■ Exercise ■
Could you recast everything from the line containing "Objective — one dot per instance of the textured" down to the line containing "(352, 1184)", both included, as a two-column CSV with the headers text and answer? Put each objective in one row beside its points, quote every field, turn line breaks into spaces, and leave the pictures out.

:: Dataset extract ::

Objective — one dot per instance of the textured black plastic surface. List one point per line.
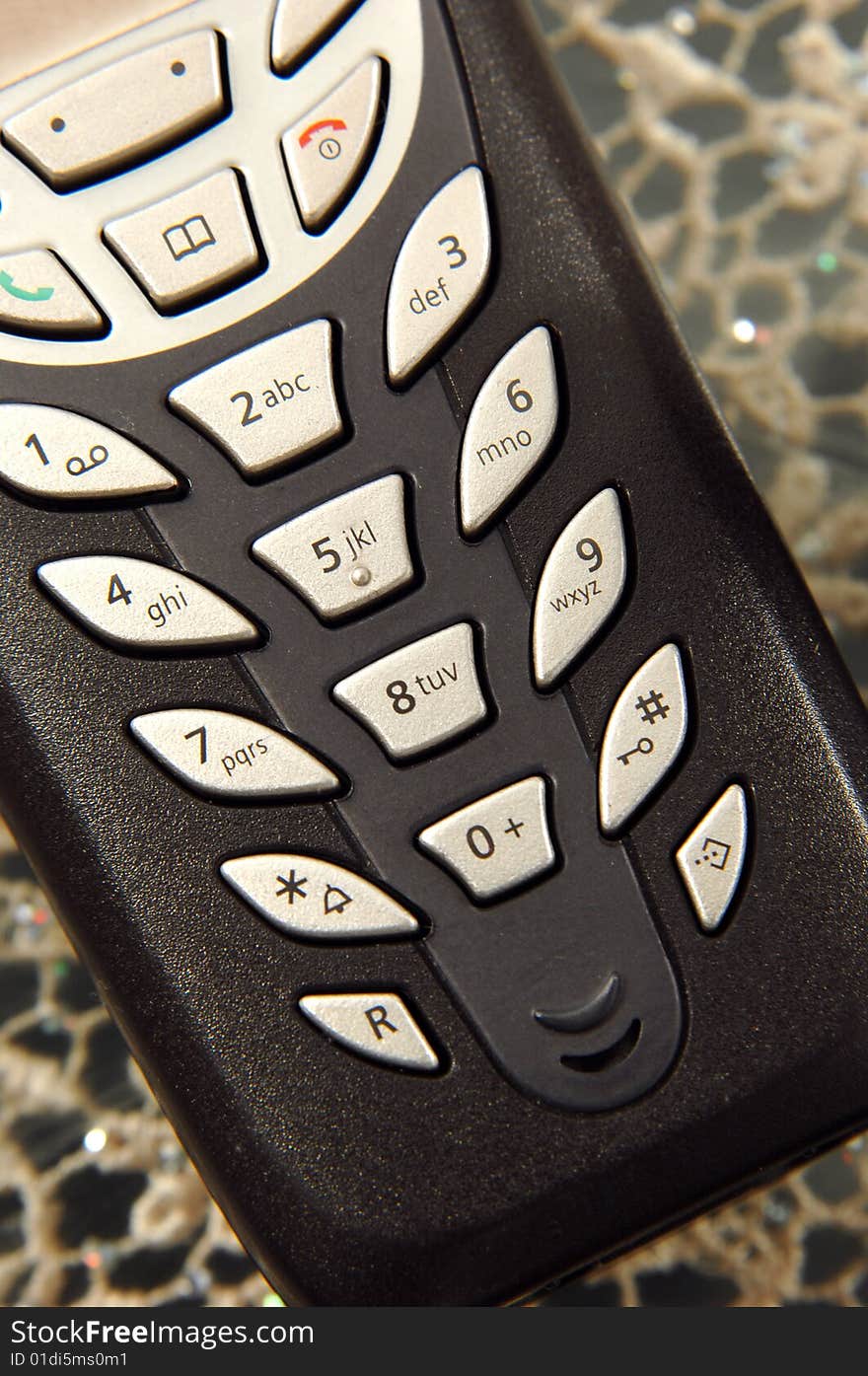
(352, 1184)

:::
:: Dataset extract ::

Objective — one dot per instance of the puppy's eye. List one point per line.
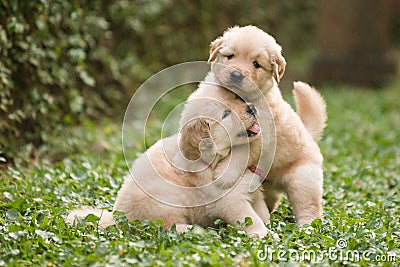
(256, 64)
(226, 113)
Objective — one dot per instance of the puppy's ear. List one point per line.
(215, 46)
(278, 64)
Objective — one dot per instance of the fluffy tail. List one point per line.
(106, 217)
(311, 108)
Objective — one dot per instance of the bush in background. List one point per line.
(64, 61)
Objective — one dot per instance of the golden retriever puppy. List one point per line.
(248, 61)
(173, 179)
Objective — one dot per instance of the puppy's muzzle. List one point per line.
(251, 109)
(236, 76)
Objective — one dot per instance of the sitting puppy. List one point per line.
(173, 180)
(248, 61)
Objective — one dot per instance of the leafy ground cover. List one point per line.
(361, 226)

:::
:: Dataset extract ::

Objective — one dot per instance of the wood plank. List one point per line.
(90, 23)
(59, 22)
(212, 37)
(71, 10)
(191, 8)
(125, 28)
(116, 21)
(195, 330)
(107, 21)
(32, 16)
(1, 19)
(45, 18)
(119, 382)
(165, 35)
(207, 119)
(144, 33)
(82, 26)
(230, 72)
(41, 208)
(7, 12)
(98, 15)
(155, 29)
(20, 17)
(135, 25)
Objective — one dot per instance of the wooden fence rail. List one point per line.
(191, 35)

:::

■ Task response ■
text,answer
"Objective — one dot per instance of the textured black plastic surface. List one point per line.","(352, 1184)"